— Begin Given records —

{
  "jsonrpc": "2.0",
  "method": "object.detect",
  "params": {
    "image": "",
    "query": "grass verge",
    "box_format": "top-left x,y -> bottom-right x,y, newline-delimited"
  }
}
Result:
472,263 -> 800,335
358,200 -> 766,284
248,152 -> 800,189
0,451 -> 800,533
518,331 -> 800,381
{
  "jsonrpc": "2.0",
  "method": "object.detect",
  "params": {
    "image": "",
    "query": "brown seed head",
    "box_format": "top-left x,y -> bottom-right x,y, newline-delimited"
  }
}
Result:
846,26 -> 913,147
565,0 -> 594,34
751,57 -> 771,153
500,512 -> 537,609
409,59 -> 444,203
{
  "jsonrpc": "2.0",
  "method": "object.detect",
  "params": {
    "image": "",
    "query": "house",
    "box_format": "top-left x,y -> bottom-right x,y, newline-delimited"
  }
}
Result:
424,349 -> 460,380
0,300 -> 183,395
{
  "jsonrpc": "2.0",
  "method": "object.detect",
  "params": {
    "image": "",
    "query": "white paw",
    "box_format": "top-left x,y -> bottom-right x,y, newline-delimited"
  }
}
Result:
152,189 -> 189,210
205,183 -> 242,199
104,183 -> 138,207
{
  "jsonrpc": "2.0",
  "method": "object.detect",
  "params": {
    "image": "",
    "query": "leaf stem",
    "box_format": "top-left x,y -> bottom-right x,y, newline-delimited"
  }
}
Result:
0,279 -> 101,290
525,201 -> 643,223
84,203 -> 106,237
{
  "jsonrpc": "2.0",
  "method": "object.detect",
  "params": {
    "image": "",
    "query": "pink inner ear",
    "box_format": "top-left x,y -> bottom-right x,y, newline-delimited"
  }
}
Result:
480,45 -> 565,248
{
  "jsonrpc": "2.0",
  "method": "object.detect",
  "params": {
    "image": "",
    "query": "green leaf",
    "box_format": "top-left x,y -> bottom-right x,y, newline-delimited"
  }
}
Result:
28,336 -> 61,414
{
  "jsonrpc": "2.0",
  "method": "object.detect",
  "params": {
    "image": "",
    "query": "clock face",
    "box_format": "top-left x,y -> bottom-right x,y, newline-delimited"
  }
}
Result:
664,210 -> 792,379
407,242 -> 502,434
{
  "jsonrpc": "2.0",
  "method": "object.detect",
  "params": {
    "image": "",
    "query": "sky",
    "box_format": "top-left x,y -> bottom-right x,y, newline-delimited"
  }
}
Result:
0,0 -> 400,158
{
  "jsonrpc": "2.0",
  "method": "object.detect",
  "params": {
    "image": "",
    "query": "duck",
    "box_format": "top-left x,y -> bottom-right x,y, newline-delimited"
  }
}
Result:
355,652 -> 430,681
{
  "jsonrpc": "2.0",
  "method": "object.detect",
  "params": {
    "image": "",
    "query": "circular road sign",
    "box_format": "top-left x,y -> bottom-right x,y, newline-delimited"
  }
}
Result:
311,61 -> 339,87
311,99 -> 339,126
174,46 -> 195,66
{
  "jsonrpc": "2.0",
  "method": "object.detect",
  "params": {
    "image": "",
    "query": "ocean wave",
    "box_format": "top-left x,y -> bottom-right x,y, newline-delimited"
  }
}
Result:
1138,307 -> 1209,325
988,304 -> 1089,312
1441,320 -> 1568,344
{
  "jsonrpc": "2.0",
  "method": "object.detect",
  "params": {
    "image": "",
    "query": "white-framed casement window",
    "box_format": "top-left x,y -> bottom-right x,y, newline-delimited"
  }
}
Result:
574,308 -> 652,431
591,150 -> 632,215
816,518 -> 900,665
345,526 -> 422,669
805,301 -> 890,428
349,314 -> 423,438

— End Given records —

Short task: Output every line of the records above as a Markdown table with columns Row and Line. Number the rows in order and omit blank lines.

The completed task:
| Row | Line |
|---|---|
| 1 | { |
| 2 |   "jsonrpc": "2.0", |
| 3 |   "method": "object.detect", |
| 4 |   "params": { |
| 5 |     "image": "", |
| 6 |     "query": "grass verge", |
| 7 |     "box_format": "top-left x,y -> bottom-right x,y, newline-delimited" |
| 8 |   } |
| 9 | } |
| 10 | Result: |
| 11 | 472,263 -> 800,335 |
| 12 | 358,200 -> 766,284 |
| 13 | 248,152 -> 800,189 |
| 14 | 0,451 -> 800,533 |
| 15 | 518,331 -> 800,381 |
| 16 | { |
| 17 |   "jsonrpc": "2.0", |
| 18 |   "method": "object.detect", |
| 19 |   "params": { |
| 20 |     "image": "", |
| 21 |     "query": "brown seed head", |
| 22 |     "box_format": "top-left x,y -> bottom-right x,y, newline-delimited" |
| 23 |   } |
| 24 | } |
| 25 | Result: |
| 26 | 846,26 -> 913,147 |
| 27 | 565,0 -> 594,34 |
| 28 | 751,57 -> 771,153 |
| 29 | 500,512 -> 537,609 |
| 30 | 409,59 -> 444,203 |
| 31 | { |
| 32 |   "jsonrpc": "2.0", |
| 33 |   "method": "object.detect", |
| 34 |   "params": { |
| 35 |     "image": "", |
| 36 |     "query": "house", |
| 37 |     "box_format": "top-left x,y -> bottom-right x,y, newline-delimited" |
| 38 |   } |
| 39 | } |
| 40 | Result: |
| 41 | 424,349 -> 460,380 |
| 42 | 0,300 -> 183,395 |
| 43 | { |
| 44 |   "jsonrpc": "2.0", |
| 45 |   "method": "object.detect", |
| 46 |   "params": { |
| 47 |     "image": "", |
| 48 |     "query": "white paw", |
| 49 |     "box_format": "top-left x,y -> bottom-right x,y, newline-delimited" |
| 50 |   } |
| 51 | } |
| 52 | Result: |
| 53 | 152,189 -> 189,210 |
| 54 | 205,183 -> 242,199 |
| 55 | 104,183 -> 138,207 |
| 56 | { |
| 57 |   "jsonrpc": "2.0", |
| 58 |   "method": "object.detect", |
| 59 |   "params": { |
| 60 |     "image": "", |
| 61 |     "query": "leaf stem", |
| 62 |     "box_format": "top-left x,y -> bottom-right x,y, newline-delimited" |
| 63 |   } |
| 64 | } |
| 65 | Result: |
| 66 | 0,279 -> 101,290 |
| 67 | 525,201 -> 643,223 |
| 68 | 84,203 -> 106,237 |
| 69 | { |
| 70 |   "jsonrpc": "2.0", |
| 71 |   "method": "object.detect", |
| 72 |   "params": { |
| 73 |     "image": "", |
| 74 |     "query": "pink inner ear", |
| 75 |     "box_format": "top-left x,y -> bottom-right x,y, newline-delimited" |
| 76 |   } |
| 77 | } |
| 78 | Result: |
| 79 | 480,45 -> 565,248 |
| 80 | { |
| 81 |   "jsonrpc": "2.0", |
| 82 |   "method": "object.detect", |
| 83 |   "params": { |
| 84 |     "image": "", |
| 85 |     "query": "green leaf", |
| 86 |     "box_format": "top-left x,y -> bottom-right x,y, newline-delimited" |
| 87 |   } |
| 88 | } |
| 89 | Result: |
| 90 | 28,336 -> 61,414 |
| 91 | { |
| 92 |   "jsonrpc": "2.0", |
| 93 |   "method": "object.detect", |
| 94 |   "params": { |
| 95 |     "image": "", |
| 96 |     "query": "clock face", |
| 97 |     "box_format": "top-left x,y -> bottom-right x,y, newline-delimited" |
| 98 |   } |
| 99 | } |
| 100 | Result: |
| 101 | 664,210 -> 792,379 |
| 102 | 407,242 -> 502,434 |
| 103 | { |
| 104 |   "jsonrpc": "2.0", |
| 105 |   "method": "object.detect", |
| 106 |   "params": { |
| 107 |     "image": "", |
| 108 |     "query": "sky", |
| 109 |     "box_format": "top-left x,y -> bottom-right x,y, newline-delimited" |
| 110 |   } |
| 111 | } |
| 112 | Result: |
| 113 | 0,0 -> 400,158 |
| 114 | { |
| 115 |   "jsonrpc": "2.0", |
| 116 |   "method": "object.detect", |
| 117 |   "params": { |
| 118 |     "image": "", |
| 119 |     "query": "duck", |
| 120 |     "box_format": "top-left x,y -> bottom-right x,y, newline-delimited" |
| 121 |   } |
| 122 | } |
| 123 | Result: |
| 124 | 355,652 -> 430,681 |
| 125 | { |
| 126 |   "jsonrpc": "2.0", |
| 127 |   "method": "object.detect", |
| 128 |   "params": { |
| 129 |     "image": "", |
| 130 |     "query": "circular road sign", |
| 131 |     "box_format": "top-left x,y -> bottom-right x,y, newline-delimited" |
| 132 |   } |
| 133 | } |
| 134 | Result: |
| 135 | 311,61 -> 339,87 |
| 136 | 311,99 -> 339,126 |
| 137 | 174,46 -> 195,66 |
| 138 | { |
| 139 |   "jsonrpc": "2.0", |
| 140 |   "method": "object.detect", |
| 141 |   "params": { |
| 142 |     "image": "", |
| 143 |     "query": "ocean wave", |
| 144 |     "box_format": "top-left x,y -> bottom-right x,y, newline-delimited" |
| 145 |   } |
| 146 | } |
| 147 | Result: |
| 148 | 1138,307 -> 1209,325 |
| 149 | 988,304 -> 1089,312 |
| 150 | 1441,320 -> 1568,344 |
| 151 | { |
| 152 |   "jsonrpc": "2.0", |
| 153 |   "method": "object.detect", |
| 154 |   "params": { |
| 155 |     "image": "", |
| 156 |     "query": "white-framed casement window", |
| 157 |     "box_format": "top-left x,y -> bottom-right x,y, newline-delimited" |
| 158 |   } |
| 159 | } |
| 160 | Result: |
| 161 | 574,308 -> 652,431 |
| 162 | 591,150 -> 632,215 |
| 163 | 816,518 -> 900,665 |
| 164 | 345,526 -> 422,669 |
| 165 | 805,301 -> 890,428 |
| 166 | 349,314 -> 423,438 |